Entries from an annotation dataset
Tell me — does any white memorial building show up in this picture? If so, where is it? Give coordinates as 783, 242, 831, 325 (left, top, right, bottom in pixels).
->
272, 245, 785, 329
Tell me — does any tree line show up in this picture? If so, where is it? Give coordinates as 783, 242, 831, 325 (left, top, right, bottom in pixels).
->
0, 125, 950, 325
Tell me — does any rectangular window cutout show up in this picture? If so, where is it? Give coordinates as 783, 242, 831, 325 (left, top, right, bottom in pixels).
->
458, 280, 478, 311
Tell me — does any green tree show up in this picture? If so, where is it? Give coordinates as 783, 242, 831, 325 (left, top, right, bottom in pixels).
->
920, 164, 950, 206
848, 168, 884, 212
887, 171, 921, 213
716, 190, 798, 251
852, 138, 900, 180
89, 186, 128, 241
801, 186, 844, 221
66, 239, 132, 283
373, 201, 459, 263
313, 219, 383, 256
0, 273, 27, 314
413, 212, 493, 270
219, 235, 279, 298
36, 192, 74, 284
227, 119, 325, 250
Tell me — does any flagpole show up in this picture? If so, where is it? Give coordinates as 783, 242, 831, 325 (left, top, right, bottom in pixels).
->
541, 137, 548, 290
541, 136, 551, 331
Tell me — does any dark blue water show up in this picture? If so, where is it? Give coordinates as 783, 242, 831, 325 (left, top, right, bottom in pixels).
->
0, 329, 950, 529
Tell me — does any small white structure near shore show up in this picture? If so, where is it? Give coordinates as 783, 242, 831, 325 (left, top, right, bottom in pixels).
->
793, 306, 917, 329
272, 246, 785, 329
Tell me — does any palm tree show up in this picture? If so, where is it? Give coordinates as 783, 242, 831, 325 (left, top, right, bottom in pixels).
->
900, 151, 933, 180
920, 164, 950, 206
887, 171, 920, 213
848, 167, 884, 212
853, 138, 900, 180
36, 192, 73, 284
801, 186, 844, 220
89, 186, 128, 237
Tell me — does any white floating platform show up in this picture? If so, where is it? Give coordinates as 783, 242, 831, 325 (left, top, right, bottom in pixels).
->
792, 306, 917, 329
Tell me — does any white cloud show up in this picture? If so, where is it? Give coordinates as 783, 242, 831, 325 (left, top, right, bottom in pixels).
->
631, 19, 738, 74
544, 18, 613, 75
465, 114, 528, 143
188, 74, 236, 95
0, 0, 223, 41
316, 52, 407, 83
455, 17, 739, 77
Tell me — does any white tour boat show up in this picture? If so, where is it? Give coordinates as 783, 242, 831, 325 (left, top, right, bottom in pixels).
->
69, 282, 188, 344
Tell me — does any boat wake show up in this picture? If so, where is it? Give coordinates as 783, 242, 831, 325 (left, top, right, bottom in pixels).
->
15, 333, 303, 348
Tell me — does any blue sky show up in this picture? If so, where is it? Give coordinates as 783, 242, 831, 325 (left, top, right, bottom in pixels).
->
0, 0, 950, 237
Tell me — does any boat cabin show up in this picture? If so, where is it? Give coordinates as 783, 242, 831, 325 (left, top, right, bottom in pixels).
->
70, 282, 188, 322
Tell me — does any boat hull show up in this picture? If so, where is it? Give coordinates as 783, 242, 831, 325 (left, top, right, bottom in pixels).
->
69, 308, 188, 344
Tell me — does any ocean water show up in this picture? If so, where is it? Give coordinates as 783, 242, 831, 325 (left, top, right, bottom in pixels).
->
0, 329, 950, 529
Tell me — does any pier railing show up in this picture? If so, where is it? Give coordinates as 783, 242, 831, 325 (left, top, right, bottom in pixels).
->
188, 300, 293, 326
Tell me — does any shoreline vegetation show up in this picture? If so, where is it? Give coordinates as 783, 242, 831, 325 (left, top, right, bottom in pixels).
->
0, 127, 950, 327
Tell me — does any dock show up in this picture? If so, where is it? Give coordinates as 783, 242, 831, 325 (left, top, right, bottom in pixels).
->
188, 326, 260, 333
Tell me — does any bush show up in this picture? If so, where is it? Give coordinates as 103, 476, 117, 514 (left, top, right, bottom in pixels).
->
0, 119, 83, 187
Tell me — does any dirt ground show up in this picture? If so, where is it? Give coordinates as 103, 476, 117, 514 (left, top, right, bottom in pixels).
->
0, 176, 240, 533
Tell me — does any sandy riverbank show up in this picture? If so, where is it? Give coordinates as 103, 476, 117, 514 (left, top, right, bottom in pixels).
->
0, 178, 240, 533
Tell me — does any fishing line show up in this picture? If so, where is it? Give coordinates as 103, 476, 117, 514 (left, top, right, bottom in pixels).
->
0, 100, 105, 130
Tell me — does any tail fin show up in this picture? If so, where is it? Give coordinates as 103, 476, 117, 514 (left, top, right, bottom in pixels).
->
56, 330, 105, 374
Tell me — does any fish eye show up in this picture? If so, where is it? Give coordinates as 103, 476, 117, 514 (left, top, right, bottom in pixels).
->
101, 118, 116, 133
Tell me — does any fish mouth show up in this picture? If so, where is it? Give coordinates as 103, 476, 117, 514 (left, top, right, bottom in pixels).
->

_TASK BRIEF_
Copy out every one of the rows above word for word, with no changes.

_WRITTEN RESPONSE_
Tell me — does any white memorial building show up in this picture? If so, where is it? Give coordinates as 783, 242, 831, 325 (left, top, right, bottom in pixels).
->
272, 245, 785, 329
Tell me — does any tree line show up in this picture? If so, where is it? Give coordinates as 783, 242, 831, 325 (left, top, right, bottom in pixels).
->
0, 125, 950, 325
Tell me — does any rectangular window cutout show up in this picture? If so, where is it? Give coordinates as 783, 242, 831, 325 (left, top, right, bottom in pixels).
->
458, 280, 478, 311
Tell me — does any green tree show up in this picture? If so, where is it? Give coordinates as 783, 242, 831, 325 (left, top, right, bottom in pixels).
->
920, 164, 950, 206
848, 168, 884, 212
887, 171, 921, 213
716, 190, 798, 251
852, 138, 900, 180
89, 186, 128, 241
801, 186, 844, 221
66, 239, 132, 283
373, 201, 459, 263
313, 219, 383, 256
0, 273, 27, 314
413, 212, 493, 270
219, 235, 279, 298
36, 192, 74, 284
227, 119, 325, 250
Tell me — does any flagpole show up in this picture? If so, where is it? Give coordinates as 783, 242, 831, 325 (left, top, right, bottom in pixels).
->
541, 137, 548, 290
541, 136, 551, 331
Tell me — does any dark blue water show up in this picture? If so, where is it? Give coordinates as 783, 242, 831, 325 (left, top, right, bottom in pixels).
->
0, 329, 950, 529
Tell me — does any small white structure near shore show up in this picture? If so, where is it? Give coordinates as 783, 242, 831, 325 (left, top, right, bottom in pixels).
->
793, 306, 917, 329
272, 246, 785, 329
Tell me — does any palm tree show up in this picture? If so, where is it? Give coordinates as 783, 242, 831, 325 (left, top, right, bottom in pixels).
->
900, 151, 933, 180
920, 164, 950, 206
887, 171, 920, 213
848, 167, 884, 212
853, 138, 900, 180
36, 192, 73, 284
801, 186, 844, 220
89, 186, 128, 237
Tell me — does any white floating platform show up in this picture? If so, where is it? Give coordinates as 783, 242, 831, 325 (left, top, right, bottom in pixels).
->
792, 306, 917, 329
Tell me — does any white cloud show up in this picture? If so, where is it? Give coordinates as 783, 242, 831, 325 (left, top, right, bottom in pixels).
->
631, 19, 738, 74
544, 18, 613, 75
465, 114, 528, 143
188, 74, 236, 95
0, 0, 223, 41
316, 52, 407, 83
455, 17, 739, 77
Tell me — does any white tour boat show up in this picture? If so, where is it? Give coordinates as 783, 242, 831, 325 (left, top, right, bottom in pixels).
->
69, 282, 188, 344
Tell me — does any boat wake show up in this picture? If so, where is it? Give coordinates as 783, 242, 831, 325 (left, top, right, bottom in pixels).
->
15, 333, 303, 348
Tell me — does any blue sky show up in this picture? If so, where is it? Give coordinates as 783, 242, 831, 325 (left, top, right, bottom in pixels).
->
0, 0, 950, 237
Tell me — does any boat cabin show up in this picture? If so, where is it? Give coordinates as 783, 242, 831, 325 (left, top, right, bottom in pixels).
->
70, 282, 188, 322
Tell me — does any boat hull show up in this picture? If so, where is it? Give coordinates as 783, 242, 831, 325 (left, top, right, bottom in pixels).
->
69, 308, 188, 344
Tell me — does any ocean water show up in this picture? If so, where is it? Give coordinates as 783, 242, 831, 325 (left, top, right, bottom in pixels).
->
0, 329, 950, 529
Tell me — does any pier railing show up in this picture? If so, where is it? Give coordinates as 783, 242, 831, 325 (left, top, right, bottom in pixels).
->
188, 300, 293, 326
Tell me — does any shoreline vegetation show up in this picture? If so, where is it? Give coordinates as 783, 242, 831, 325 (left, top, right, bottom in pixels).
->
0, 127, 950, 327
Tell me — does any dock show up in this picture? If so, where is it? Give coordinates as 783, 242, 831, 325 (left, top, right, bottom in pixels).
->
188, 326, 260, 333
Tell me — does any bush show up in this picture? If so, where is it? Give coordinates as 103, 476, 117, 514 (left, top, right, bottom in pixels).
->
0, 119, 83, 187
Tell me — does any dirt ground show up in this picture? If so, where is it? Give coordinates as 103, 476, 117, 514 (left, top, right, bottom in pixels).
->
0, 176, 240, 533
Tell me — does any sandy riverbank show up in this picture? If so, where is it? Give coordinates as 103, 476, 117, 514 (left, top, right, bottom in pixels).
->
0, 178, 240, 533
Tell me — does any fishing line show up in this picture? If so, where is it? Give coordinates as 103, 476, 117, 514 (left, top, right, bottom in pixels).
->
0, 100, 105, 130
Tell me — does any tail fin show up in this picture? If so, where is it? Give coordinates as 103, 476, 117, 514 (left, top, right, bottom in pixels).
->
56, 330, 105, 374
Tell me — does any fish eye show up in this picture? If so, where is it? Give coordinates as 103, 476, 117, 514 (left, top, right, bottom in pixels).
->
101, 118, 116, 133
Tell me — does any fish mouth show up in this picture? If so, where is it? Give coordinates as 103, 476, 117, 514 (left, top, right, bottom in pixels).
->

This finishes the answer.